■ Page text ■
____________________

# Quizmaster by Philip Lassen




## Classification Component

In order to classify the questions based on category, I created a web-crawl. The web crawl logic is remarkably simple yet achieves quite good results.  (Note that it is important that out.csv, question_answer.csv and crowd.tsv are all in the same directory for the code to run) 

In [1]:
import operator
import sys
import random
import numpy as np
import csv
import time
import pandas as pd
from googlesearch import search

The web crawl code works by simply choosing a handful of words that correspond to each of the categories. Then for each question in the file it pulls up 15-40 of the urls from a google search of the question. It then checks each of these urls for an occurance of any of the keywords. Whichever category has the most occurences of keywords in the URLs is then chosen as the topic label.

In [7]:
index = 0
count = 0
music_words = {"song", "single", "album", "artist", "singer", "music"}
sport_words = {"sport", "olympics", "medal", "athlete", "competition", "win"}
game_words = {"xbox", "playstation", "game", "nintendo", "wii"}
kids_words = {"kid", "series", "history", "child", "happy", "cartoon"}
technology_words = {"science", "chem", "physic", "math", "computer"}
word_map = {"sports" : sport_words, "music" : music_words, "video-games" : 
            game_words, "for-kids" : kids_words, "science-technology" : technology_words}
count_map = {topic : 0 for topic in word_map.keys()}

# Code takes hours to run, if False is set to True
Run = False
if Run:
    test_data =  pd.read_csv("question_answer.csv", header = None, names = ["Question", "Answer"], sep=";")

____________________

■ Problems and tasks ■
A. In the Quizmaster classification text, how many URLs from a Google search does the crawl pull up for each question?
B. Pick up the Quizmaster classification text after its last line and keep it going.

____________________

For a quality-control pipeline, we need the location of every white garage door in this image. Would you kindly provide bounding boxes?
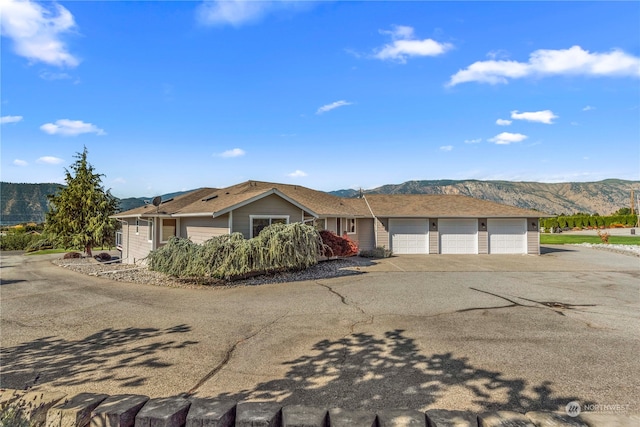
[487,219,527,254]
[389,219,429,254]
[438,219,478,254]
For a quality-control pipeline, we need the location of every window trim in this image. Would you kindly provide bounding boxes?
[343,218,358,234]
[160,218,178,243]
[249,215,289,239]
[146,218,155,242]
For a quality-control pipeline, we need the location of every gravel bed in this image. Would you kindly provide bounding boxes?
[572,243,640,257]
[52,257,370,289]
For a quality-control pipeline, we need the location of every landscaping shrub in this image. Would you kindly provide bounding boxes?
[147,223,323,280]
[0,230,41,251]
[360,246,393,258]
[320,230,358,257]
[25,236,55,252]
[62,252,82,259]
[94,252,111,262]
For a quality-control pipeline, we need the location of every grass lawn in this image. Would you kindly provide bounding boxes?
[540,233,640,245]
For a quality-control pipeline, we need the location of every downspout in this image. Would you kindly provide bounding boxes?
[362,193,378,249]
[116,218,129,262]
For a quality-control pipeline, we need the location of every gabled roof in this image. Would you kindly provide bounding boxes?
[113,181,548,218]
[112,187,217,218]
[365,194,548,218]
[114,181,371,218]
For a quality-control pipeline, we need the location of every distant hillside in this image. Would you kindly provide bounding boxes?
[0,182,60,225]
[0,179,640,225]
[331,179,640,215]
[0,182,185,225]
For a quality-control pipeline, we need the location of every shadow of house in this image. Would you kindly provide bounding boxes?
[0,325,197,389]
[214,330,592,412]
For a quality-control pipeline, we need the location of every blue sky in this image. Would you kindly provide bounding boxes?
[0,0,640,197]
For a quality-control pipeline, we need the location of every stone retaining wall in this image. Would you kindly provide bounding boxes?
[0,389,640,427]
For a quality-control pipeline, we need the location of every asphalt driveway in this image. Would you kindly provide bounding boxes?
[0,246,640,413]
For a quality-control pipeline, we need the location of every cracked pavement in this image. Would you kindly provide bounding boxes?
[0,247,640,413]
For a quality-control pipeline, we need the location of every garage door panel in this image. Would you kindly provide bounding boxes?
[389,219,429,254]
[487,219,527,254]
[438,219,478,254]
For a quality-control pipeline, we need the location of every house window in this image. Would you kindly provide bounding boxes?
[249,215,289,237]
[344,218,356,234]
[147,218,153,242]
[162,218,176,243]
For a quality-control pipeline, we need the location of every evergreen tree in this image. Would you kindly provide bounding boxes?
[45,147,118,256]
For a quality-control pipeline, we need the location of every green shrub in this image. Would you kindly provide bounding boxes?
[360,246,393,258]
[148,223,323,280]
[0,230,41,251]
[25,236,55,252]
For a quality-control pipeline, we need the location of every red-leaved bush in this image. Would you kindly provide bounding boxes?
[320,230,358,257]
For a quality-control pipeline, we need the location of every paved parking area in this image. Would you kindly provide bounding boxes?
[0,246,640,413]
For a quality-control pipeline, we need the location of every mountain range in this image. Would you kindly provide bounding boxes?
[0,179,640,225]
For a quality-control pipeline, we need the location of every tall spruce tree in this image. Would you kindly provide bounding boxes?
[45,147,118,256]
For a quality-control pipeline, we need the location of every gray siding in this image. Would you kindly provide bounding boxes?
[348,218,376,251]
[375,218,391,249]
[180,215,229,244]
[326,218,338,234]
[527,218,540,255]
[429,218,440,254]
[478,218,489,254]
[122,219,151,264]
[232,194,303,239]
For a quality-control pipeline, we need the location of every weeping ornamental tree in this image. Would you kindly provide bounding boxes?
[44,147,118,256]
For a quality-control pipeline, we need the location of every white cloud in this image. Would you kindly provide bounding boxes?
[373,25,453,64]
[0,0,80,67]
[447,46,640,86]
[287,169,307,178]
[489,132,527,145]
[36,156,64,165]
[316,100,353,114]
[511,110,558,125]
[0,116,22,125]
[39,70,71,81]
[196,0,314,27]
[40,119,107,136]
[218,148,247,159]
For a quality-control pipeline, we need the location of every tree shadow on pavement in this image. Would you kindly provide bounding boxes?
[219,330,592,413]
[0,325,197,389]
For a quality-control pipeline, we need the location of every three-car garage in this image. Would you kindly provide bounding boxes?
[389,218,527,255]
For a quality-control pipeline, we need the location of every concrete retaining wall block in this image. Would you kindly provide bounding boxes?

____________________

■ Solved tasks ■
A. Between 15 and 40 URLs.

B.
    wtr = csv.writer(open ('out.csv', 'a'), delimiter=',', lineterminator='\n')
    q_count = index
    time_start = time.time()
    for q in test_data["Question"][index:]:
      q_count += 1
      print("Question Number: " + str(q_count), file = open("crawl_log.txt", "a"))
      print(q, file = open("crawl_log.txt", "a"))
      count_map = {topic : 0 for topic in word_map.keys()}
      url_num = random.randint(15, 41)
      wait_time = round(random.randrange(0, 1), 2) + random.randint(1, 4)
      result = search(q, num = url_num, pause = wait_time, stop = url_num)
      for r in result:
        for (topic, words) in word_map.items():
          count = 0
          for w in words:
            if w in r.lower():
              count += 1
          count_map[topic] += count
      label = max(count_map.items(), key=operator.itemgetter(1))[0]
      print(label , file = open("crawl_log.txt", "a"))
      print(count_map, file = open("crawl_log.txt", "a"))
      wtr.writerow([label])

One of the issues with the webcrawl is that Google does not approve of webcrawls and thus sporadically denies access to their search engine after too many requests. Being mindful of this I chose to only crawl every 1-6 seconds. However Google would still deny access at some points. As a work around I logged the last succesful labelling into the file crawl_log.txt. So when the code throws an error, we have the latest succesful labeling. I then wrote a bash script to find the last label and start the program again from where it was previously denied access. I made sure to be mindful of Google, and would only rerun the program every hour, until the webcrawl was succesfully complete.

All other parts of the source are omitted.